Ziel der Übung> Gib die Zeilen der folgenden Einträge wortgetreu wieder, und zwar von der Zeile mit „Where can you see the wooden building“ bis einschließlich zum Ende der Einträge.

Aufgeführte Einträge>
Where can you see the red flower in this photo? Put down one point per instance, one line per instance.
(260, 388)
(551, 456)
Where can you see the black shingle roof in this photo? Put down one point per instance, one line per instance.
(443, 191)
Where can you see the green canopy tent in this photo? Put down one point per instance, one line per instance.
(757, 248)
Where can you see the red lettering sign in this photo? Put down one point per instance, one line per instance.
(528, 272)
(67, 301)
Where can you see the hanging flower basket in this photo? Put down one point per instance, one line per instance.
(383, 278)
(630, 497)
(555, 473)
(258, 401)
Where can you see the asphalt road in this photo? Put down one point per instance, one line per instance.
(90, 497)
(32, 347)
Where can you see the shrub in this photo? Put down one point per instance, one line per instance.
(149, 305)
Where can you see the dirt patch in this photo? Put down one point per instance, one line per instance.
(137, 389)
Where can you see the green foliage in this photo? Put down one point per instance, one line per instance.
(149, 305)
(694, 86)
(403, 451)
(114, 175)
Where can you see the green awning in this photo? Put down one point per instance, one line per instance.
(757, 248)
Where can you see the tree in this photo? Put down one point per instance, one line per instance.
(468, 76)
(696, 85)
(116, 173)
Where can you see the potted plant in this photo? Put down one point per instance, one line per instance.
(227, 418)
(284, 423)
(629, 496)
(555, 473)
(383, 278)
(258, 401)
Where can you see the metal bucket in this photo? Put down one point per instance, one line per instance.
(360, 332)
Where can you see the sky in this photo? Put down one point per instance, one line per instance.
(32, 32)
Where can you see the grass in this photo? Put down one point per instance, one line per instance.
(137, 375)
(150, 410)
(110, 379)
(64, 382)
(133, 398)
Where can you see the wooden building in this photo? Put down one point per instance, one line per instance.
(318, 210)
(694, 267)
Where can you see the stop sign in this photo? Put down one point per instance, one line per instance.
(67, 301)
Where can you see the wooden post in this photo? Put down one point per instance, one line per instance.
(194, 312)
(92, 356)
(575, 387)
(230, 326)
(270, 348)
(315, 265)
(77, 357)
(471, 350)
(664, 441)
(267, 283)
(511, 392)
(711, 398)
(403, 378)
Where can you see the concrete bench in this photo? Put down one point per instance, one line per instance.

Ergebnis>
Where can you see the wooden building in this photo? Put down one point per instance, one line per instance.
(318, 210)
(694, 267)
Where can you see the stop sign in this photo? Put down one point per instance, one line per instance.
(67, 301)
Where can you see the wooden post in this photo? Put down one point per instance, one line per instance.
(194, 312)
(92, 356)
(575, 387)
(230, 326)
(270, 348)
(315, 265)
(77, 357)
(471, 350)
(664, 441)
(267, 283)
(511, 392)
(711, 398)
(403, 378)
Where can you see the concrete bench in this photo? Put down one point per instance, one line per instance.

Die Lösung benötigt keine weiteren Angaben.